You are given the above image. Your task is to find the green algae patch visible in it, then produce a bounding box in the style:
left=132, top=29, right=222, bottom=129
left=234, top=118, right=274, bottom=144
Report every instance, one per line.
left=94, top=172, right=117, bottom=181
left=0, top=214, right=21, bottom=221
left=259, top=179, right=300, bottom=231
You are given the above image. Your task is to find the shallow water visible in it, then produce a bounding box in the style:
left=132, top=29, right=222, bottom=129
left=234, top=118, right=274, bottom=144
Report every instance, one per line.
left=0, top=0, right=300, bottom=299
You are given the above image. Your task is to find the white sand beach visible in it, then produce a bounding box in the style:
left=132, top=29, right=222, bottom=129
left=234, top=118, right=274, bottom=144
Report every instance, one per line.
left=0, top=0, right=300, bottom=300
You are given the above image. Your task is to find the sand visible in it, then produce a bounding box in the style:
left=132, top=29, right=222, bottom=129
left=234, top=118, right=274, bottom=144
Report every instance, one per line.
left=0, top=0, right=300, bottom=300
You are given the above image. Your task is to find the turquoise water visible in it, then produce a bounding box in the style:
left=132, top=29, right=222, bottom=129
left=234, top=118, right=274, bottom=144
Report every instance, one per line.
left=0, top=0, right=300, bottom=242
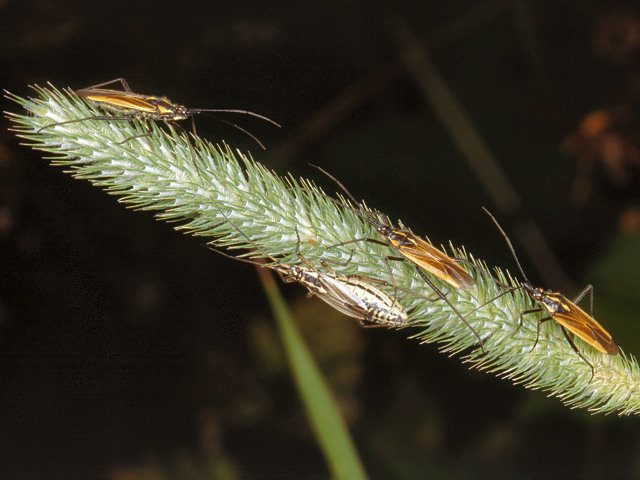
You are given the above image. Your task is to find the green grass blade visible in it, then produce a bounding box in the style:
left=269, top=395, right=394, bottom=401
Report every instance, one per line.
left=259, top=270, right=367, bottom=480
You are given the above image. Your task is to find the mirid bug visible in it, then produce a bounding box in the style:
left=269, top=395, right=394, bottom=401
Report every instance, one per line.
left=312, top=165, right=484, bottom=350
left=212, top=204, right=408, bottom=327
left=483, top=207, right=618, bottom=374
left=38, top=78, right=280, bottom=148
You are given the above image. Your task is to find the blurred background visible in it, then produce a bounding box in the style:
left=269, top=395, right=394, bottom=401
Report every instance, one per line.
left=0, top=0, right=640, bottom=480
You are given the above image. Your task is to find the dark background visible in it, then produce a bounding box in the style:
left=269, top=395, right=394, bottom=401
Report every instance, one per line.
left=0, top=0, right=640, bottom=480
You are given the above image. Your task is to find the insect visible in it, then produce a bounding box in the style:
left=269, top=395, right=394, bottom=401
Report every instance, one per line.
left=483, top=207, right=618, bottom=374
left=312, top=165, right=484, bottom=350
left=37, top=78, right=280, bottom=148
left=211, top=204, right=408, bottom=328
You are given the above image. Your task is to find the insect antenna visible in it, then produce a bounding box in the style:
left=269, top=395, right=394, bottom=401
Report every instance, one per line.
left=482, top=207, right=531, bottom=284
left=187, top=108, right=282, bottom=128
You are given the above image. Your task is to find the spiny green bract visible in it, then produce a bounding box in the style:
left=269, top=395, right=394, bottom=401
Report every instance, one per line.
left=7, top=86, right=640, bottom=415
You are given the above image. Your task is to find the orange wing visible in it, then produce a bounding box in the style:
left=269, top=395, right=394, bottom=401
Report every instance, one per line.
left=552, top=295, right=618, bottom=355
left=397, top=235, right=476, bottom=290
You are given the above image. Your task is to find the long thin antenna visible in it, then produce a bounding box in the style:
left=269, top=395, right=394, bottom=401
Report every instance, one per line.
left=187, top=108, right=282, bottom=128
left=482, top=207, right=531, bottom=283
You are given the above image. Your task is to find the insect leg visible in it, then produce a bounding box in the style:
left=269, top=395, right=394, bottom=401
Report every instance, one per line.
left=560, top=325, right=596, bottom=383
left=573, top=284, right=593, bottom=317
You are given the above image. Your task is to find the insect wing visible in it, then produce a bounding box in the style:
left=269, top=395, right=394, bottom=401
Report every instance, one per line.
left=314, top=274, right=367, bottom=320
left=320, top=275, right=408, bottom=326
left=553, top=295, right=618, bottom=355
left=76, top=89, right=158, bottom=114
left=398, top=234, right=476, bottom=290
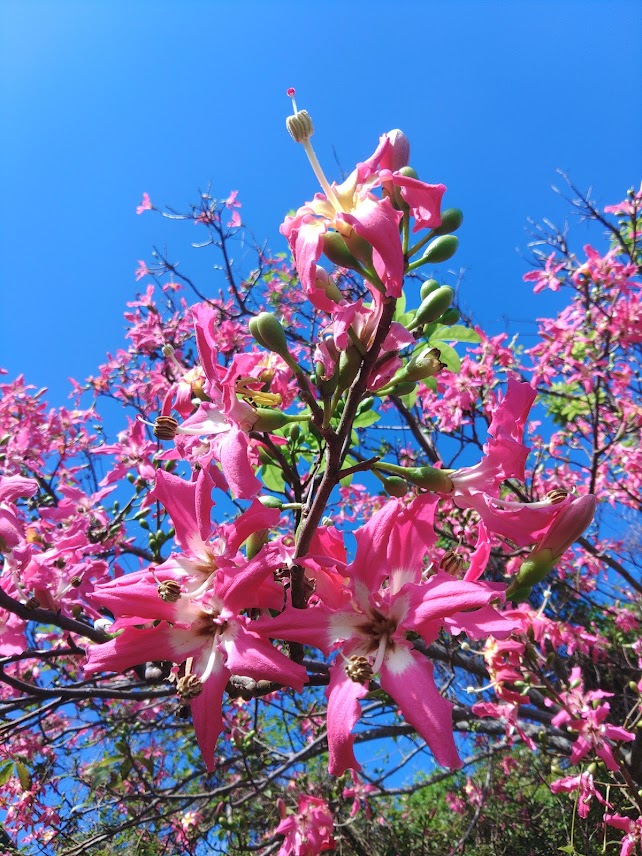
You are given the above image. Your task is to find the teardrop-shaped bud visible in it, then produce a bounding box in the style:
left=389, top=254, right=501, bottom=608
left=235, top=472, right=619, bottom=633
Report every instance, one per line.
left=433, top=208, right=464, bottom=235
left=419, top=279, right=439, bottom=300
left=439, top=307, right=461, bottom=327
left=422, top=235, right=459, bottom=265
left=322, top=232, right=359, bottom=270
left=409, top=285, right=455, bottom=329
left=381, top=476, right=408, bottom=497
left=249, top=312, right=292, bottom=361
left=407, top=467, right=455, bottom=493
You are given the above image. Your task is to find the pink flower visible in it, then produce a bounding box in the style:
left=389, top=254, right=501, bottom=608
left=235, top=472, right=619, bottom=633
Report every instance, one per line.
left=135, top=259, right=150, bottom=282
left=136, top=193, right=154, bottom=214
left=281, top=125, right=446, bottom=300
left=522, top=252, right=565, bottom=294
left=85, top=569, right=307, bottom=771
left=257, top=495, right=512, bottom=775
left=276, top=796, right=336, bottom=856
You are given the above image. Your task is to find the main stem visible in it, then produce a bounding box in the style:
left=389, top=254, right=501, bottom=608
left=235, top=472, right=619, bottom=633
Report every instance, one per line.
left=291, top=298, right=396, bottom=609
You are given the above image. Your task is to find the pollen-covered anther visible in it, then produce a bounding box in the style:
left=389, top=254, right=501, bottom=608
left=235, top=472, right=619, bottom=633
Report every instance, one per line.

▶ _What this task involves_
Please quote all of the entries above word for word, leaving out the pictures.

▶ _Solved problem_
You are given the above image. Your task is to find the green algae patch visible in it, then produce a bounding box in the style:
left=132, top=29, right=222, bottom=129
left=234, top=118, right=274, bottom=144
Report every instance, one per line.
left=94, top=172, right=117, bottom=181
left=0, top=214, right=21, bottom=221
left=259, top=179, right=300, bottom=231
You are given the above image. Your task is to find the shallow water visible in it, then produce a bounding box in the style:
left=132, top=29, right=222, bottom=129
left=234, top=118, right=274, bottom=144
Report every instance, one per line.
left=0, top=0, right=300, bottom=299
You are given the above image. Your task is to find the white sand beach visible in it, then produce a bounding box in the style:
left=132, top=29, right=222, bottom=129
left=234, top=118, right=274, bottom=144
Report every instance, one per line.
left=0, top=0, right=300, bottom=300
You are given the above image. Your task is to find the sand visible in it, then produce a bounding box in the style:
left=132, top=29, right=222, bottom=129
left=234, top=118, right=274, bottom=144
Report every instance, one per line.
left=0, top=0, right=300, bottom=300
You are given the above image. Your task is to find the turquoise water visible in it, then produce a bounding box in the style:
left=132, top=29, right=222, bottom=129
left=234, top=118, right=274, bottom=144
Report every instance, one per line.
left=0, top=0, right=300, bottom=242
You are given the above image. Your task is to find the green grass blade visible in it, then produce a bounding box in the style:
left=269, top=395, right=394, bottom=401
Report every instance, one per line.
left=259, top=270, right=367, bottom=480
You are given the above image. Your task is to find the mirid bug visible in it, then produce a bounding box in the style:
left=269, top=395, right=394, bottom=401
Report every instance, one per line.
left=312, top=165, right=484, bottom=350
left=212, top=204, right=408, bottom=327
left=483, top=207, right=618, bottom=374
left=38, top=78, right=280, bottom=148
You are given the above image. Your task is to find the blurred background visible in it, then produce a bounding box in the style:
left=269, top=395, right=394, bottom=401
Report every instance, one per line.
left=0, top=0, right=640, bottom=480
You are given the above image. Your task is to find the dark background visible in it, then produce a bounding box in the style:
left=269, top=395, right=394, bottom=401
Report every instance, one per line.
left=0, top=0, right=640, bottom=480
You are given the above image. Your task is to find the insect visible in it, then produce a bounding box in the style:
left=269, top=395, right=394, bottom=401
Report every instance, one per line.
left=483, top=207, right=618, bottom=374
left=312, top=165, right=484, bottom=350
left=37, top=78, right=280, bottom=148
left=211, top=204, right=408, bottom=328
You are given the above image. Your task is to find the insect antenna visible in it, then produce a bounding box in the style:
left=269, top=395, right=394, bottom=401
Report every instance, one per line.
left=482, top=207, right=531, bottom=284
left=187, top=108, right=282, bottom=128
You are given the above image. Your task is to find the spiny green bract visible in it, then produce a bounding box in the style:
left=269, top=395, right=394, bottom=401
Report every instance, one per line.
left=7, top=86, right=640, bottom=415
You are given the above image. Your task is to find the orange wing visible in it, then produce a bounding box in the style:
left=269, top=395, right=394, bottom=401
Report every instance, one per line.
left=552, top=295, right=618, bottom=355
left=397, top=235, right=476, bottom=290
You are given the above image. Your task is to find the long thin antenna visible in it, then produce a bounding box in the style:
left=269, top=395, right=394, bottom=401
Report every instance, one per line.
left=187, top=108, right=282, bottom=128
left=482, top=207, right=531, bottom=283
You are given the above image. Your task is to find the insect leg visible in it, then produce a bounding box in the style:
left=269, top=395, right=394, bottom=401
Report every instance, one per line.
left=560, top=325, right=596, bottom=383
left=573, top=284, right=593, bottom=317
You are given the above image. Your task is to find the insect wing visible in it, then produce a bounding box in the style:
left=269, top=395, right=394, bottom=401
Report every instance, one per line.
left=314, top=274, right=367, bottom=320
left=320, top=275, right=408, bottom=326
left=553, top=295, right=618, bottom=355
left=76, top=89, right=158, bottom=114
left=398, top=234, right=476, bottom=290
You are given the above image. Your task is to find the teardrop-shaped bud visible in it, then produce a bounding box in the style:
left=389, top=254, right=501, bottom=608
left=235, top=472, right=619, bottom=633
Report every instance, one per line.
left=433, top=208, right=464, bottom=235
left=419, top=279, right=439, bottom=300
left=439, top=307, right=461, bottom=327
left=422, top=235, right=459, bottom=265
left=322, top=232, right=359, bottom=270
left=409, top=285, right=455, bottom=329
left=381, top=476, right=408, bottom=497
left=249, top=312, right=292, bottom=361
left=407, top=467, right=455, bottom=493
You are given the above image. Your task is to find the pink flower visible in it, then produce a bounding box in the style:
left=389, top=254, right=501, bottom=608
left=235, top=472, right=619, bottom=633
Report every instance, one per line.
left=135, top=259, right=150, bottom=282
left=136, top=193, right=154, bottom=214
left=281, top=125, right=446, bottom=300
left=522, top=252, right=565, bottom=294
left=85, top=569, right=307, bottom=771
left=257, top=495, right=512, bottom=775
left=276, top=796, right=336, bottom=856
You are given the above image. Your task is to find the main stem visible in it, then produce a bounding box in the style:
left=389, top=254, right=501, bottom=608
left=235, top=472, right=619, bottom=633
Report every instance, one per line.
left=291, top=298, right=396, bottom=609
You are given the above image. Your task is to find the pollen-covered anther visible in it, then produce a bounding box in the style:
left=389, top=254, right=501, bottom=608
left=235, top=472, right=619, bottom=633
Report every instance, one per line.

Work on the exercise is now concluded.